• **Set exercise**: Please return, unchanged, the entries below, starting with the line containing "Objective — one pin per instance of the sky" and continuing through the last line of the entries.

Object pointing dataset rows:
----

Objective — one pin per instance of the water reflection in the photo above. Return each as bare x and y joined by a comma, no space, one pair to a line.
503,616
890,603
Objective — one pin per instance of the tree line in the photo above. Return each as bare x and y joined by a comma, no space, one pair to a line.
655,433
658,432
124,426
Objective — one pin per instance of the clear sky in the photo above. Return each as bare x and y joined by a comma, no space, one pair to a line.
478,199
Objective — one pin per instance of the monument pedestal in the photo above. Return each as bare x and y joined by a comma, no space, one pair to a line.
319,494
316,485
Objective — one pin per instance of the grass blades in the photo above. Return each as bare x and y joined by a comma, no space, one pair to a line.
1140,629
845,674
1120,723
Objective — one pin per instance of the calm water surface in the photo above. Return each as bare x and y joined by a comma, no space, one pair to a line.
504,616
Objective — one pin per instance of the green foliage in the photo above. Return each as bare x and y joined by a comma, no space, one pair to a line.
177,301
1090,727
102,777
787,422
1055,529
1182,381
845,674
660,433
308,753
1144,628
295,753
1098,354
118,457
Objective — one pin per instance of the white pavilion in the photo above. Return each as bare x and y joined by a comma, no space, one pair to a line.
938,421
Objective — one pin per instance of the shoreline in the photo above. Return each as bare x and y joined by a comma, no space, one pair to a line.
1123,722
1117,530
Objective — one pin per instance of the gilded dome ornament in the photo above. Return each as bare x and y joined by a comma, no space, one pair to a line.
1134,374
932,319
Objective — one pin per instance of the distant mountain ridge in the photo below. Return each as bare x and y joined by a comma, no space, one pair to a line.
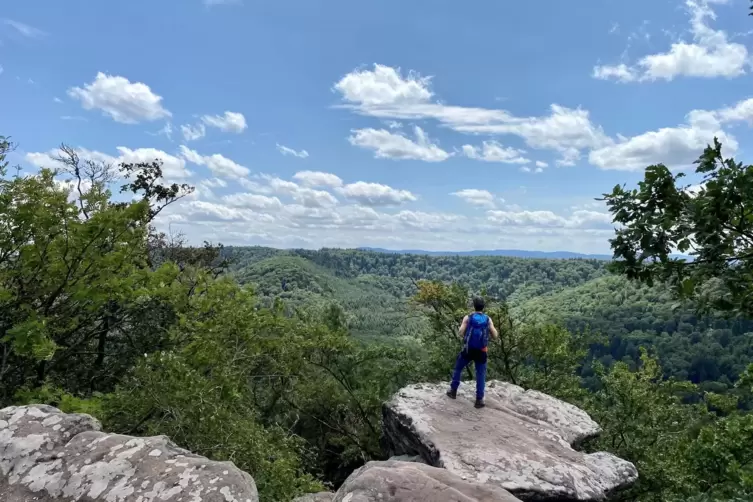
517,253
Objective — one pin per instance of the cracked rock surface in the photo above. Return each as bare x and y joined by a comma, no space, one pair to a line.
523,441
50,456
396,481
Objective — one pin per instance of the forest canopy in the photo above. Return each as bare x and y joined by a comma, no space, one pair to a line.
294,351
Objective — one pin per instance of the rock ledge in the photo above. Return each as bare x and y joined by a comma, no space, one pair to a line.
523,441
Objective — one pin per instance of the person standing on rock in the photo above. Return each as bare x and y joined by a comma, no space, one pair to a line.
474,330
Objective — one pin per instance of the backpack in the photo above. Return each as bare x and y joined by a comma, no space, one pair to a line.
477,332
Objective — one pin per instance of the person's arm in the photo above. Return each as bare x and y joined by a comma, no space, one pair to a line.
492,329
463,327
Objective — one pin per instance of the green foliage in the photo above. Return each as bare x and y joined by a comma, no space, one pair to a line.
544,357
284,372
713,223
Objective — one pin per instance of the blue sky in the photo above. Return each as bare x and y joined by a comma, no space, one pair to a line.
434,125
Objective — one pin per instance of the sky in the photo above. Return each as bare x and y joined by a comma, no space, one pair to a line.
431,125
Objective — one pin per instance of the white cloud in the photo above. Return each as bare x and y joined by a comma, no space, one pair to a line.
387,145
375,194
173,168
289,151
166,131
123,101
383,86
24,29
535,170
228,122
482,198
709,55
674,146
492,151
214,182
384,93
578,219
620,72
221,166
317,178
192,133
253,201
306,197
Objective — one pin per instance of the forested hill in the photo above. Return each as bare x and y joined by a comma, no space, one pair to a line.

----

• **Task answer**:
Objective — one pin per instance of the sky in the photo above. Return each as bare x and y joined by a comma, no space, one pair to a line.
431,125
Objective — one pin per instance of the white cloud in the photo above. Return each as bare x and y joined by a comma, no space, one pair to a line.
387,145
375,194
173,168
289,151
166,131
123,101
383,86
24,29
535,170
228,122
482,198
709,55
674,146
492,151
214,182
384,93
578,219
620,72
221,166
317,178
192,133
253,201
306,197
Objective — one pin per instance of the forested hill in the photo above. Return each as bare x and y joined by a comma, no space, one pair to a line.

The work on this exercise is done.